=== What the task asks ===
Please pick out each line in the records below that contains the word "wonderful", and copy those lines out.

=== Extracted records ===
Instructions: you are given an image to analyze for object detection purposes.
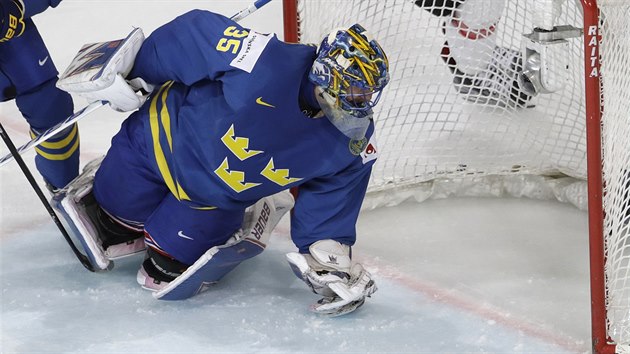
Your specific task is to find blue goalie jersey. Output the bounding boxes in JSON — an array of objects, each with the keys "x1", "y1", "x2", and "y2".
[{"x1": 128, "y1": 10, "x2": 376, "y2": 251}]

==

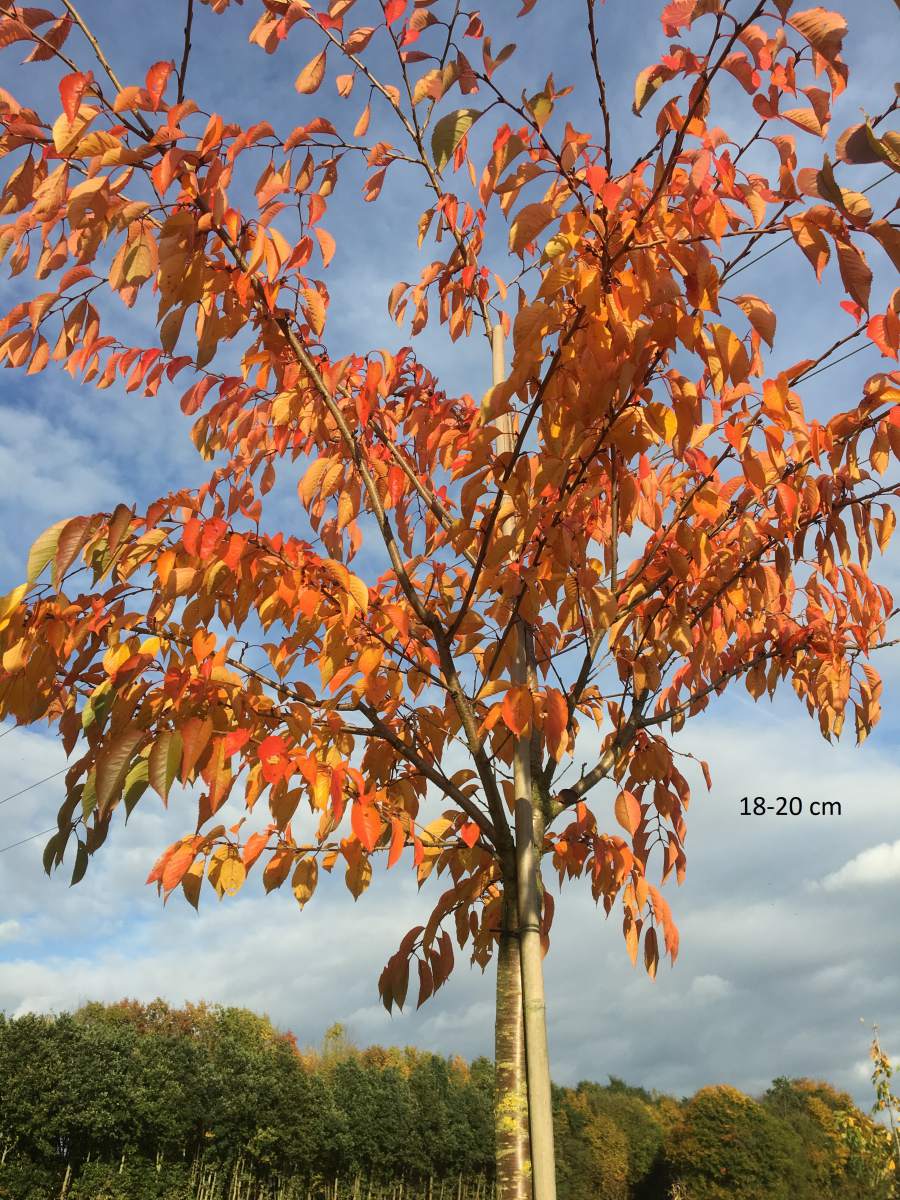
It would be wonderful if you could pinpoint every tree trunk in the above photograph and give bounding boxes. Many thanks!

==

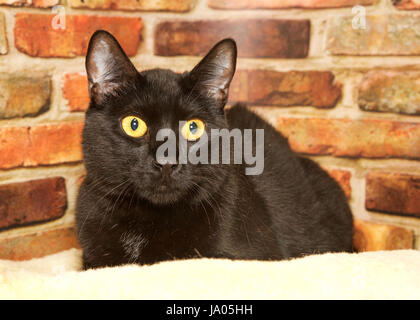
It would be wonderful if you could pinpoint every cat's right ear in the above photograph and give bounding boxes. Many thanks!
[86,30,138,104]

=== Task output ===
It would be wonderful if you could pinpoint every tree trunk in the above photograph and give bounding boxes. Many thanks!
It would be wonderful if you could pinpoint every cat's right ear in the above photograph and give bounding boxes. Many thanks!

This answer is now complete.